** Start Data provided **

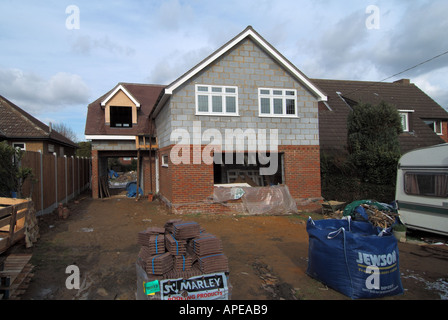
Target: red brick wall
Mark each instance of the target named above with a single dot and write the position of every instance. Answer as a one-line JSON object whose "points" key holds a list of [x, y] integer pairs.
{"points": [[165, 174], [149, 173], [187, 186], [191, 182], [302, 170]]}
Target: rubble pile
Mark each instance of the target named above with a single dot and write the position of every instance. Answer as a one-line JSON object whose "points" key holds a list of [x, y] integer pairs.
{"points": [[181, 249], [378, 214]]}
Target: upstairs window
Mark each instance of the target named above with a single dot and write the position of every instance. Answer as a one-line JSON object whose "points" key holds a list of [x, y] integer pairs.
{"points": [[216, 100], [404, 115], [404, 121], [277, 102], [121, 117]]}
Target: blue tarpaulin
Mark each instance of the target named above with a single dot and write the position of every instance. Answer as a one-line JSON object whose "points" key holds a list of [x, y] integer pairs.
{"points": [[113, 174], [131, 189]]}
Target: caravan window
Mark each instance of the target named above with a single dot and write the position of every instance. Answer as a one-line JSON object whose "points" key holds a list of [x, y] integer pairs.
{"points": [[426, 184]]}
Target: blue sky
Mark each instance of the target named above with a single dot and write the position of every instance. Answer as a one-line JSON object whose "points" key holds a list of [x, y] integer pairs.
{"points": [[54, 71]]}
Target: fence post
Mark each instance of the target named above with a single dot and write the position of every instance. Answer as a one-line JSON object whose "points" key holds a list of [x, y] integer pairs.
{"points": [[56, 176], [41, 181], [79, 185], [66, 179], [73, 176]]}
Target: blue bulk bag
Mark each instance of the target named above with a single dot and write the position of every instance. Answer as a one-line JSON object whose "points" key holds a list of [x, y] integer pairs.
{"points": [[354, 258]]}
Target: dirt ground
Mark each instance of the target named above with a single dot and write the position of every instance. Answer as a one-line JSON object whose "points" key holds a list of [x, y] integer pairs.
{"points": [[267, 254]]}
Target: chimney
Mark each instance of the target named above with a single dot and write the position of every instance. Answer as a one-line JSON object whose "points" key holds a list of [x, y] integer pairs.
{"points": [[403, 81]]}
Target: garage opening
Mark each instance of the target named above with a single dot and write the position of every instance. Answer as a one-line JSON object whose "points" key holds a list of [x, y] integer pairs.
{"points": [[245, 168], [121, 172]]}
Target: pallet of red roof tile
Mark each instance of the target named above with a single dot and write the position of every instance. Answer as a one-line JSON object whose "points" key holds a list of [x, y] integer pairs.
{"points": [[155, 244], [169, 225], [183, 262]]}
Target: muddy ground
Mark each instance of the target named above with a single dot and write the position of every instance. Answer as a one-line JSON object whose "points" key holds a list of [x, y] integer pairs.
{"points": [[267, 254]]}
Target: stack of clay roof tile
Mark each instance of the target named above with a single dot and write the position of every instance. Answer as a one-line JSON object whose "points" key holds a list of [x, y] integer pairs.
{"points": [[184, 230], [180, 250], [174, 246], [183, 262]]}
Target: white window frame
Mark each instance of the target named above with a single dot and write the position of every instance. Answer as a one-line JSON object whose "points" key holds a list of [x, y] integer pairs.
{"points": [[14, 145], [404, 121], [405, 114], [210, 93], [271, 96]]}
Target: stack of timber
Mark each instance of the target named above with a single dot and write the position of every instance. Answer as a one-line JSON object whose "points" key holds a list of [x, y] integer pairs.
{"points": [[13, 215], [15, 275]]}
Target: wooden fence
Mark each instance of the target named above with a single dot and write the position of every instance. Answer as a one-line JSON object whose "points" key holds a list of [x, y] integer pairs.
{"points": [[55, 179]]}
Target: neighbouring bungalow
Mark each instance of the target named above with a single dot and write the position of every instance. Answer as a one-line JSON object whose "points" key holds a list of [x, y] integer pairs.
{"points": [[22, 130], [424, 121]]}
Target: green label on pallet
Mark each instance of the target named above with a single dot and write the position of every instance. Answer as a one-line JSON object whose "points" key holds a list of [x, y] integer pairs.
{"points": [[151, 287]]}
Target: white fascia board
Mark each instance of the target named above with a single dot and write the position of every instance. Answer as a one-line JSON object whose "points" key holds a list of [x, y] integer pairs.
{"points": [[108, 137], [321, 96], [126, 92]]}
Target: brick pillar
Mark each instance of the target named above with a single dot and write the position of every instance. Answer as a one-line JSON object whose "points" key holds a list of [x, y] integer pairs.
{"points": [[95, 176], [302, 171]]}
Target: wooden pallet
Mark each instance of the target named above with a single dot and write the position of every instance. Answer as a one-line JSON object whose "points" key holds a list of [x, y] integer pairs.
{"points": [[15, 276], [12, 221]]}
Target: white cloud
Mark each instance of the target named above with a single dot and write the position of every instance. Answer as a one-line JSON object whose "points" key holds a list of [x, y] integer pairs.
{"points": [[35, 94], [85, 44]]}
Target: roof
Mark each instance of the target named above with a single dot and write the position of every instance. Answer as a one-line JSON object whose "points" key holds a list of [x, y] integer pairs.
{"points": [[15, 123], [251, 33], [404, 95], [145, 94], [118, 88]]}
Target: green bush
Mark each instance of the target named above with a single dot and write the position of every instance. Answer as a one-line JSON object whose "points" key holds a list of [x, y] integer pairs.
{"points": [[12, 175], [368, 170]]}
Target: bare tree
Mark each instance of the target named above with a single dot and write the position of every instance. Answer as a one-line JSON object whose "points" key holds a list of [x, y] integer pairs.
{"points": [[65, 130]]}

** End Data provided **

**Description of the task:** Retype the data above exactly; pictures are not part of the copy.

**Solution:**
Target: red brick wall
Mark each instance of the target named above with a single dot and write the position of every instance. Answer as a one-line JSON object whose "points" key holds a list of [x, y] integer pairs.
{"points": [[165, 174], [149, 173], [187, 186], [191, 182], [302, 170]]}
Target: rubble pile
Mark each instance of the target named above with a single dot and write the position of every instance. Answer as a one-line JSON object whose "points" key holds a list of [x, y] integer pairs.
{"points": [[181, 249], [378, 214]]}
Target: upstairs window
Mark each instance of the target named above with a single dot and write the position of every instance. Answer as a one-line JSON object whose "points" key holds a list of [x, y] integer pairs.
{"points": [[216, 100], [404, 115], [404, 121], [277, 102], [121, 117]]}
Target: blue tarpaulin
Mark each instance of the target named above with a single dot and write the position of every instance. Answer as a one-line JSON object whose "points" key holds a list of [x, y] integer pairs.
{"points": [[113, 174], [131, 189]]}
Target: caravan window
Mark each instance of the target named above with a single dot and write the position of every instance. Answer as a one-line JSON object whose "points" key holds a list of [x, y] integer pairs.
{"points": [[426, 184]]}
Target: blue sky
Mark each instance of the target named above with a single dot and write the position of every instance. Answer as a one-line JSON object whose "points" key holds a list of [x, y] integer pairs.
{"points": [[54, 71]]}
Target: fence post
Mark each instance of the target named above with a single dot and write the position of every instance. Answer as a one-line JSON object whose "points" key holds a list of [x, y] integer pairs.
{"points": [[56, 176], [41, 181], [79, 185], [66, 179], [73, 176]]}
Target: blue bulk bag
Mark each instance of the target named above with a single dot and write the position of every instance. Answer as a one-line JSON object whose "points" key holds a list of [x, y] integer pairs.
{"points": [[354, 258]]}
Target: dirt ground
Mark each instance of the target named above with a single dot and write the position of every instance. Answer as a one-line JSON object whose "points" key holds a list of [x, y] integer pairs.
{"points": [[267, 254]]}
Target: chimney
Mark each instance of the target named above with a single dot and write the position of every instance. Answer as a one-line JSON object whose "points" key holds a list of [x, y] integer pairs.
{"points": [[403, 81]]}
Target: garage opening
Mark each instance of the target named above with a single dot and write the position of every instance. Answer as a one-line JSON object whose "points" key holds a list of [x, y] integer pairs.
{"points": [[245, 168], [121, 172]]}
Target: pallet of red roof tile
Mark each instance of the target named above with a single dot and write the position of every instance. Answer as a one-line JSON object whose "points" key holds a list of [x, y] integer pairs.
{"points": [[155, 244], [169, 225], [183, 262]]}
Target: muddy ground
Mark each instance of the target named above with a single dot and write the position of every instance. Answer as a one-line JSON object whose "points" key holds a list of [x, y] integer pairs.
{"points": [[267, 254]]}
Target: stack of clay roof tile
Mark each instance of the target named above with a single dot and write the position of every instance. Answer as a one-line JSON object whose "points" key holds a list of [x, y] integer pairs.
{"points": [[184, 230], [180, 250], [174, 246], [183, 262]]}
Target: white window frame
Mark each instance of the target named above with a single dot and write the position of every instance. Answer as a one-line JSON object whose "points" key holds a list of [x, y] integer pairs.
{"points": [[14, 145], [404, 121], [405, 114], [210, 93], [271, 96]]}
Target: stack of timber
Mark each instance of the target named above with a single dot and write the position of every instance. Answer as a one-line JSON object whose "points" key holds a list of [x, y] integer pairs.
{"points": [[13, 215], [15, 275]]}
Target: wooden fence
Mark each instance of the target named above with a single dot and write the position of every instance. Answer as a one-line JSON object whose "points" key holds a list of [x, y] integer pairs.
{"points": [[55, 179]]}
Target: neighbouring bungalow
Mark each instance of the target named above with a single dot and write the position of every instance. Answer as a one-line JSON object whose "points" key holds a list of [x, y] integer pairs.
{"points": [[22, 130], [424, 121]]}
Target: green label on pallet
Mark each instance of the target named above with a single dot and write the position of every instance. Answer as a one-line JSON object whose "points" key holds a list of [x, y] integer pairs.
{"points": [[151, 287]]}
Target: white fascia board
Mark each instance of the target named above with a single dot and write the position of every instance. Answer as a one-line JSON object whose "points" key holds a list of [x, y] integer pairs.
{"points": [[108, 137], [321, 96], [126, 92]]}
Target: brick pillar
Mark each instance of the target named above with a single dot and write the position of every instance. Answer as a one-line JSON object whose "points" key holds a list of [x, y] integer pairs.
{"points": [[95, 176], [302, 171]]}
Target: wooden pallet
Mark each instance of the target named above with a single dot and write the position of every instance. Answer as a one-line JSON object whose "points" key holds a list of [x, y] integer pairs.
{"points": [[15, 276], [12, 221]]}
Target: white cloud
Mark each instance of the target named above with a single dot and write the position of every instance. Answer as a one-line JSON object whose "points" key holds a list of [x, y] integer pairs.
{"points": [[35, 94], [85, 44]]}
Target: roof
Mark each instance of the target named above with a single dot and write the position of every instance. Answer as a one-line JSON object whose "points" key holds a list of [x, y] integer pairs.
{"points": [[15, 123], [251, 33], [404, 95], [145, 94], [118, 88]]}
Target: green bush
Mark each instance of the target named above with a single dot and write the position of every instance. Answer as a one-line JSON object whose "points" key holds a list of [x, y] integer pairs.
{"points": [[12, 175], [368, 170]]}
Target: bare tree
Mark each instance of the target named above with a single dot and write the position of every instance. Answer as a one-line JSON object whose "points" key holds a list of [x, y] integer pairs.
{"points": [[65, 130]]}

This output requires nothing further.